_Work required:_ Write out, please, the line containing "4 white jersey? Mark that spot." together with all lines after it, up to and including the last one, with no other output.

──────── Records supplied

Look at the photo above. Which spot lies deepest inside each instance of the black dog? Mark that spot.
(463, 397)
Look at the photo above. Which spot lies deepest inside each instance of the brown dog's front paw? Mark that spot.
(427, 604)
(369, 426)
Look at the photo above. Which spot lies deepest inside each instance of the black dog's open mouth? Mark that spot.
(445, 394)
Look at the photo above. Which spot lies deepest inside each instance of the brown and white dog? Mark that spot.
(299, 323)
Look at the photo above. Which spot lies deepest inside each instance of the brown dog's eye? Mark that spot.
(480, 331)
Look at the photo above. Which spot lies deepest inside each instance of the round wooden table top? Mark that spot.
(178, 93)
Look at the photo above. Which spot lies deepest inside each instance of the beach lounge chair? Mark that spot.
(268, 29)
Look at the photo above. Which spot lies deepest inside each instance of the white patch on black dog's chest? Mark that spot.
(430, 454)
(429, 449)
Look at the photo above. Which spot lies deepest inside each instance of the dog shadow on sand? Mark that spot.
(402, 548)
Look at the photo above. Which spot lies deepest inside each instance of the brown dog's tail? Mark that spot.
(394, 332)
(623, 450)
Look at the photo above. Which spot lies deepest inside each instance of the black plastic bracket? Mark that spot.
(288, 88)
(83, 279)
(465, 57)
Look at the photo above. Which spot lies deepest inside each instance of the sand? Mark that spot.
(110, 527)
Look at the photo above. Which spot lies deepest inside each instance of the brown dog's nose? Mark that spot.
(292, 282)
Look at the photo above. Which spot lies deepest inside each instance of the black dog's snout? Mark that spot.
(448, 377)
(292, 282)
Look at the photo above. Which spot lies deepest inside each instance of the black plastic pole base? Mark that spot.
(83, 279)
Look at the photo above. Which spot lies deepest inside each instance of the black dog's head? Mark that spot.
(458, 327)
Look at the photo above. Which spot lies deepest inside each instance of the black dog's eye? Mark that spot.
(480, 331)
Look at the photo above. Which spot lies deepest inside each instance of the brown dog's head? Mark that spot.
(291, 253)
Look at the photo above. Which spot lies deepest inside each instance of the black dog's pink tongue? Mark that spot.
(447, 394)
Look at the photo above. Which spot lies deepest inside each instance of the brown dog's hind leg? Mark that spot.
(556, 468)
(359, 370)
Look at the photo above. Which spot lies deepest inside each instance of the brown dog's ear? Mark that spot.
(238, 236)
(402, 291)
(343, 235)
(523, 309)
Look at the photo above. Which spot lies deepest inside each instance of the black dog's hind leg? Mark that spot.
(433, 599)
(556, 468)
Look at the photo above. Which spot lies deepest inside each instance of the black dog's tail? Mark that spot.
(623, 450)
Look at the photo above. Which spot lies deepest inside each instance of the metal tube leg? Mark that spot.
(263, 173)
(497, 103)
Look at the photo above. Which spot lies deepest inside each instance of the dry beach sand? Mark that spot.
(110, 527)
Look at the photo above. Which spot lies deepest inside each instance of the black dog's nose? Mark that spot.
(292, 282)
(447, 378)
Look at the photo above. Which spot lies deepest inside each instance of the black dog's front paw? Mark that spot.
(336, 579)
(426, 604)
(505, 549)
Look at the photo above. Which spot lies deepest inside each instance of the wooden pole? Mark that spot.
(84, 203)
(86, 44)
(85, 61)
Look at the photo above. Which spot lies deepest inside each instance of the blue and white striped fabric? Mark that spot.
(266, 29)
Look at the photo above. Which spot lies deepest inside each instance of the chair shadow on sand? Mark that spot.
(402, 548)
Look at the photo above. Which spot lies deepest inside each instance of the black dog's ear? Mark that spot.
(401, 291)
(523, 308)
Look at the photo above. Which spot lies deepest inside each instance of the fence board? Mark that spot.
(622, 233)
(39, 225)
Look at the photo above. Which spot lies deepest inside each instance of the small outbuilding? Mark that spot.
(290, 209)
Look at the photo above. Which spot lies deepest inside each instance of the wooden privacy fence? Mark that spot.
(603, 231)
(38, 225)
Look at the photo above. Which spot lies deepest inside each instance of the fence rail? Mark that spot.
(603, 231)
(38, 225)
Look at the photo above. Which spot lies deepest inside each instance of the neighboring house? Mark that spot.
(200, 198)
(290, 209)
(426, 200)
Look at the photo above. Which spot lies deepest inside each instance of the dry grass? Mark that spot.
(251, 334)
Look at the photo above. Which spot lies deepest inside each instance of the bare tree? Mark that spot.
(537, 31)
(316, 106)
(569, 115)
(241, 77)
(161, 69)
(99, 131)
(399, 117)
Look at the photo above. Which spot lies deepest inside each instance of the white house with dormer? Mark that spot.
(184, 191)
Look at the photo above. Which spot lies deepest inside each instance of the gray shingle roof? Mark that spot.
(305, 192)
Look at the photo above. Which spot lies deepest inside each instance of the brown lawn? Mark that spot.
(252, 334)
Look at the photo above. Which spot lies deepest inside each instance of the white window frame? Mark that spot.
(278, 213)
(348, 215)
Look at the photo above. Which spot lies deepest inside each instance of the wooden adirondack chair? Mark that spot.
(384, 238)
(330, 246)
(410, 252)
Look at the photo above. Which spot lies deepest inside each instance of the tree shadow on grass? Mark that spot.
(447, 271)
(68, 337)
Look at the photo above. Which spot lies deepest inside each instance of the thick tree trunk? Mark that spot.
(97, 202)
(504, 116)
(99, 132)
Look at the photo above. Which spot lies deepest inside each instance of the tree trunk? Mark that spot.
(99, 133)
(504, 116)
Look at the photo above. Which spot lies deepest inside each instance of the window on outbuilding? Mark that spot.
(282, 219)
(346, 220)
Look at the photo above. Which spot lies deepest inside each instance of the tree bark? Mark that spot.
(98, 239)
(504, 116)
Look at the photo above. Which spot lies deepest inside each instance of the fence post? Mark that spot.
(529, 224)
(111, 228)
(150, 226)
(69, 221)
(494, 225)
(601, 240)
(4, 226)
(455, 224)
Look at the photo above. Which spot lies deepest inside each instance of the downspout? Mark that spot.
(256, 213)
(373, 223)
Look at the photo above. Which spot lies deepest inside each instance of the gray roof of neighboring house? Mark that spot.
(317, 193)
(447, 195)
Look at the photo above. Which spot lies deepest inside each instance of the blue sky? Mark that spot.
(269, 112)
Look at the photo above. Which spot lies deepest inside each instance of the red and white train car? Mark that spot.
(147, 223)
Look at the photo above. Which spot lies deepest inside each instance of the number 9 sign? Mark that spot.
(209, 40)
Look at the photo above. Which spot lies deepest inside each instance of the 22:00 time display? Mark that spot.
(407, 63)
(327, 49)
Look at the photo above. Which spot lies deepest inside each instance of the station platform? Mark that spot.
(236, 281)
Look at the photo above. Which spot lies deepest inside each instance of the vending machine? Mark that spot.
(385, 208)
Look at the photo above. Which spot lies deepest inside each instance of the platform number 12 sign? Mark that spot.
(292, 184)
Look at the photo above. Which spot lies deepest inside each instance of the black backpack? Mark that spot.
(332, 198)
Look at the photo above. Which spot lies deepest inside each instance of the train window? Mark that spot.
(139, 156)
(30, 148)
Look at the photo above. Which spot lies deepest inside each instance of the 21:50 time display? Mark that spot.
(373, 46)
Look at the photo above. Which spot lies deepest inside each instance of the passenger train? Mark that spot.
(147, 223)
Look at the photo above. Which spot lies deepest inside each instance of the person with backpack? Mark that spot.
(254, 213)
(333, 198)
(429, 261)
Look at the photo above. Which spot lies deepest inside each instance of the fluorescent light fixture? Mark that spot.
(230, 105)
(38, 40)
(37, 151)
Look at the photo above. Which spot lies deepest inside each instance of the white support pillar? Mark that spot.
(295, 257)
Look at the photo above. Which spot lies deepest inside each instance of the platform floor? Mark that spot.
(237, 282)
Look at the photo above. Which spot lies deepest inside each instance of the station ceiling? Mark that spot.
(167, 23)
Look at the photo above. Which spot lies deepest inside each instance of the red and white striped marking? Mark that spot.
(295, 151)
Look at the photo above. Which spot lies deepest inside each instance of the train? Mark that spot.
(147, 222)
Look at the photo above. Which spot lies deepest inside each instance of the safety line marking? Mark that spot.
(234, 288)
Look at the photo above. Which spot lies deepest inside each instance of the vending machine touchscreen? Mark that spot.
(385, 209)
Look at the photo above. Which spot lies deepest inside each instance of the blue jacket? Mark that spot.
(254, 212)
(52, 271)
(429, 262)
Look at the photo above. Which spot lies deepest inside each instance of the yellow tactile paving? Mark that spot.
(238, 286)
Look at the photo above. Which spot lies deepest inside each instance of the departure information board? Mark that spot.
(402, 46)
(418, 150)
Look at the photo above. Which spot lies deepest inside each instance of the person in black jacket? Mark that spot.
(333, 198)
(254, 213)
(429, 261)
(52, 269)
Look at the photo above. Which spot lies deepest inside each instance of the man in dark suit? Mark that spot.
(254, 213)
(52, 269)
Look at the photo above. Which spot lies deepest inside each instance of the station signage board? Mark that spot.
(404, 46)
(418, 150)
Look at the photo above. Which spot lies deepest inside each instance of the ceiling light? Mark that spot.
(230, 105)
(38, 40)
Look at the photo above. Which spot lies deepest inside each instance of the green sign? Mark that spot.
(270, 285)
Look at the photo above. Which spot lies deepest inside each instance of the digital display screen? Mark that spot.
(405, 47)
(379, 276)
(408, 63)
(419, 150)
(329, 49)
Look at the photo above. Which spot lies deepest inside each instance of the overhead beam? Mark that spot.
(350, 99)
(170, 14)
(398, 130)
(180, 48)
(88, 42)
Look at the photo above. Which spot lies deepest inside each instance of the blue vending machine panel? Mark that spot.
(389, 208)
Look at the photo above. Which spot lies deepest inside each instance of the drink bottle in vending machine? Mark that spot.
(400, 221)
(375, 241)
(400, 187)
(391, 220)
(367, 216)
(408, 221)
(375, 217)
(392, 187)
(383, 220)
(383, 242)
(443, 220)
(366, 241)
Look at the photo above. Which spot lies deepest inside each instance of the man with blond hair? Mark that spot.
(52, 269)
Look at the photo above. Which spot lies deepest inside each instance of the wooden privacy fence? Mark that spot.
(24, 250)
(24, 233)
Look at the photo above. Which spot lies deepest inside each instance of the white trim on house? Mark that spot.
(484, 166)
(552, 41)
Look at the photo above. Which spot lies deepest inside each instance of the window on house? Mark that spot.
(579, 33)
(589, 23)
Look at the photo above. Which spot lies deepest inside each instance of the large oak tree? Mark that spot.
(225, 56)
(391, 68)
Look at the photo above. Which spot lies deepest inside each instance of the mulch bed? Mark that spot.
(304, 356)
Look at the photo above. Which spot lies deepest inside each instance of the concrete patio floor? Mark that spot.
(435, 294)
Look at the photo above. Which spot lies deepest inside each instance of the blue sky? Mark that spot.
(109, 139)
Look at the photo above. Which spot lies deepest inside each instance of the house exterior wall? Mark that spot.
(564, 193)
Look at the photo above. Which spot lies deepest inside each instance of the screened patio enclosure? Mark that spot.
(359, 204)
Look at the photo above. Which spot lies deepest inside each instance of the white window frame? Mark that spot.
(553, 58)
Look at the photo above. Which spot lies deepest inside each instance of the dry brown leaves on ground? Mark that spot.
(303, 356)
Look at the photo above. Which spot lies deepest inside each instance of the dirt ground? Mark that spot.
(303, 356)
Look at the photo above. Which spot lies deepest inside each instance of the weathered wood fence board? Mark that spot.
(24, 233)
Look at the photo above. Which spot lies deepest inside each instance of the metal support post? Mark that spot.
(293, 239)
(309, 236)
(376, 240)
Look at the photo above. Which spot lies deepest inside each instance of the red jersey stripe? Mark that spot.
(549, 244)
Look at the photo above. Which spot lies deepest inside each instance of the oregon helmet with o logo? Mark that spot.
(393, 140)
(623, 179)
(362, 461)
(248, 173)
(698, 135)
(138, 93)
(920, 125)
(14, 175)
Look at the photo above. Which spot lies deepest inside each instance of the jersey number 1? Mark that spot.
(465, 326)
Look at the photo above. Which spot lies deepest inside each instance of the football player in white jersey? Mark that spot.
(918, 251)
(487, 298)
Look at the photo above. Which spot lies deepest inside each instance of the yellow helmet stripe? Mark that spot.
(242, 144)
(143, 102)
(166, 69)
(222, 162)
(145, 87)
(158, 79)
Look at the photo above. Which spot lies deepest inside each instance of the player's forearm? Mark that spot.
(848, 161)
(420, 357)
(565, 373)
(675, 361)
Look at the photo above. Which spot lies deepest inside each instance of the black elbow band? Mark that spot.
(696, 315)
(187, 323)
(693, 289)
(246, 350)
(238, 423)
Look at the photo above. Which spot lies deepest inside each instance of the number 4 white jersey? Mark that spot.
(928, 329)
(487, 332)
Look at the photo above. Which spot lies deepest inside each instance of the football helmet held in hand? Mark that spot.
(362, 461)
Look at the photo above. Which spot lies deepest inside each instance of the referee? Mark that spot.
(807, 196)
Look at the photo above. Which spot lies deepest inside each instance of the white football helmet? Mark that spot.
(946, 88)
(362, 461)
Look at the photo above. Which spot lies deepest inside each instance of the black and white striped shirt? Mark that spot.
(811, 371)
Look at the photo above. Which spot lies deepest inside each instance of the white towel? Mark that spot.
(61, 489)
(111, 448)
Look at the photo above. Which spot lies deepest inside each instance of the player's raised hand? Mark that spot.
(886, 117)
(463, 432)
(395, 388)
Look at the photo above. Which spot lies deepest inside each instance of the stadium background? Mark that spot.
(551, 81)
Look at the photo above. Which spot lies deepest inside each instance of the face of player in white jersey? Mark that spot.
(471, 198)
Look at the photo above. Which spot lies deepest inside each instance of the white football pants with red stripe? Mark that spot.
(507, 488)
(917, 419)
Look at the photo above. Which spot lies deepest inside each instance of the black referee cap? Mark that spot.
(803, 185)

────────────────

_The solution:_
Look at the photo above. Which spot lies deepest inside each instance of the number 4 white jersey? Mark that spot.
(928, 329)
(487, 332)
Look at the photo above. Which spot lies deepest inside each instance of the football helmet held in hand? Mark that spot.
(362, 461)
Look at the photo above. Which spot lies deepest inside each instance of the referee? Mark that spot.
(807, 196)
Look at the photo above. Which spot lies deepest inside each instance of the white football helmet? Mark that spot.
(946, 88)
(362, 461)
Look at the photo above. Which spot lies deepest inside each instance of the black and white striped shirt? Mark that spot.
(811, 371)
Look at the photo above. Which spot lies deepest inside each instance of the white towel? Mark that spot.
(61, 489)
(111, 448)
Look at the photo above. Which spot lies deepest inside each instance of the player's raised hand? Mark that spot.
(886, 117)
(463, 432)
(395, 388)
Look at the photo above. Which spot lies deepest inside each instance of the stadium background? Mark that spot.
(551, 81)
Look at the photo above. Which spot lies deepest inside each instance of the face of player in white jersey? Mark that spot.
(471, 198)
Look at the photo above. Which spot lies deepest inside each instance of the white football pants with red stripe? Mark that spot.
(507, 488)
(917, 419)
Look at the photo above. Which spot lies deepest inside each instance of the black referee cap? Mark that spot.
(803, 185)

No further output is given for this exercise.